# Exercise prompt:
Print the records exactly as given.

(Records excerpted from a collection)
<<<<

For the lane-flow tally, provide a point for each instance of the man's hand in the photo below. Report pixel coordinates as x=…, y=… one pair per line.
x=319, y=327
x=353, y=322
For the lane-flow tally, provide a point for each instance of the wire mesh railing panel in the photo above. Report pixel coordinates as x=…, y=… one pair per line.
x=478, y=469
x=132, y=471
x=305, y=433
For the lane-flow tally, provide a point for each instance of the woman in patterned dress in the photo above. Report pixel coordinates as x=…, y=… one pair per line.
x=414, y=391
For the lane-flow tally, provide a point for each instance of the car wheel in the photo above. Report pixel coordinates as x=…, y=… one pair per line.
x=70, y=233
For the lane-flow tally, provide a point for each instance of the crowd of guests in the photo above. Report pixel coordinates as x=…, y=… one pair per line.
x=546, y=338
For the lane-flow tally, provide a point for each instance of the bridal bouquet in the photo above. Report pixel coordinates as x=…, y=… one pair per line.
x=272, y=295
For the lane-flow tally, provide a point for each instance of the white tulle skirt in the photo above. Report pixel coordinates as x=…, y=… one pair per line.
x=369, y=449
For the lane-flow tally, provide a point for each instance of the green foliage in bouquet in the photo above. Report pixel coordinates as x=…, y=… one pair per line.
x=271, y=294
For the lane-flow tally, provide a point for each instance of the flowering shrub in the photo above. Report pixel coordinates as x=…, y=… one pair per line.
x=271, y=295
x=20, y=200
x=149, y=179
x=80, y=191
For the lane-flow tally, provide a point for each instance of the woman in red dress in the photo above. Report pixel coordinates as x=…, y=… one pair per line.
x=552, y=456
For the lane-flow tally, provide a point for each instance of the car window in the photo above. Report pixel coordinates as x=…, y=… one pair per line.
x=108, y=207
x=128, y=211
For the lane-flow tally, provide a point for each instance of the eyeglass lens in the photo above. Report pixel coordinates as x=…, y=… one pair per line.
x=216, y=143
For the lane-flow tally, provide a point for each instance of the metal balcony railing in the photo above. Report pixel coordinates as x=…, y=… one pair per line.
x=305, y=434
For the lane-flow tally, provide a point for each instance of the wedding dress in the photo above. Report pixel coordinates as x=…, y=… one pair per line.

>>>>

# Response:
For the lane-flow tally, provide a point for each instance of the man's hand in the photo below. Report pixel coordinates as x=…, y=… one pair per line.
x=319, y=327
x=353, y=322
For the lane-flow tally, provide a point for each instance of the wire mesh railing panel in the photo above. Report pixel coordinates as x=…, y=… one pair per line.
x=478, y=469
x=132, y=471
x=305, y=433
For the lane-flow tally, provide a point for each instance of the woman in patterned dress in the photo above. Report pixel coordinates as x=…, y=… one pair per line.
x=414, y=391
For the lane-flow tally, provide a point for each instance of the car wheel in the photo above. Report pixel coordinates as x=…, y=… one pair per line.
x=70, y=233
For the lane-flow tally, provide a point for each instance of the crowd of guests in the photo above. Report pixel coordinates as x=…, y=… one pair per line.
x=546, y=338
For the lane-flow tally, provide a point for each instance of the bridal bouquet in the photo above. Report pixel coordinates as x=…, y=… one pair per line.
x=272, y=295
For the lane-flow tally, provide a point for each instance of the white tulle skirt in the photo above. Report pixel coordinates as x=…, y=… one pair per line.
x=369, y=449
For the lane-flow tally, provide a point for each instance of the green foliage in bouquet in the photo above. Report pixel coordinates as x=…, y=… one pair per line.
x=271, y=294
For the lane-flow tally, provide a point for each instance of the flowering shrub in the photo above. Report pixel coordinates as x=…, y=… one pair per line.
x=271, y=295
x=20, y=200
x=149, y=179
x=80, y=191
For the lane-flow tally, provide a point for each instance of the woman in red dress in the photo above. Report pixel coordinates as x=…, y=… one pair per line.
x=552, y=456
For the lane-flow tally, provide a point for each instance of the car window in the photo above. Report pixel coordinates as x=…, y=… one pair per line.
x=108, y=207
x=128, y=211
For the lane-flow tally, provide a point for each instance of the eyeglass lens in the photo above. Report pixel coordinates as x=…, y=… one pair per line.
x=216, y=143
For the lane-flow tally, provide a point for each instance of the metal balcony railing in the photo above. Report pixel coordinates as x=…, y=… one pair per line.
x=305, y=434
For the lane-flow tally, provide a point for each instance of the wedding dress in the photo above. Report pixel coordinates as x=…, y=… one pair per line.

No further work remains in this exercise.